## TASK INSTRUCTIONS
Copy each of the items below word for word, leaving out the pictures.

## SUPPLIED DATA
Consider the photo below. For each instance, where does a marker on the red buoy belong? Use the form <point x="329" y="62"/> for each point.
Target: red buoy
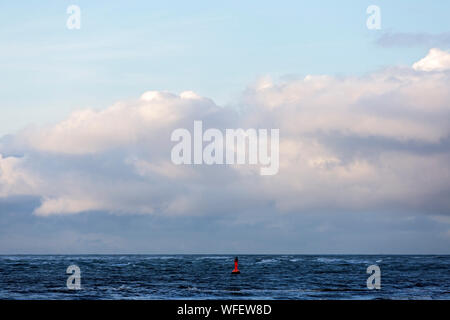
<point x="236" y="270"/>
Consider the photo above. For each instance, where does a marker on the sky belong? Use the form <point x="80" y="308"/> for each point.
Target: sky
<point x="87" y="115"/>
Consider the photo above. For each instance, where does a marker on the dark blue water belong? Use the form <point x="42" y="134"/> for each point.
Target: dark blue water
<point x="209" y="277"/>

## ANSWER
Consider the photo below. For each instance, where does a marker on the red buoy belong? Use the form <point x="329" y="62"/> for each point.
Target: red buoy
<point x="236" y="270"/>
Consider the photo above. For each instance, where does a marker on the sky belong? Use the form <point x="80" y="308"/> for each point.
Target: sky
<point x="87" y="115"/>
Consider the photo above. For each instance, where does a marker on the dark blue water belong? Use the form <point x="42" y="134"/> for each point.
Target: dark blue water
<point x="209" y="277"/>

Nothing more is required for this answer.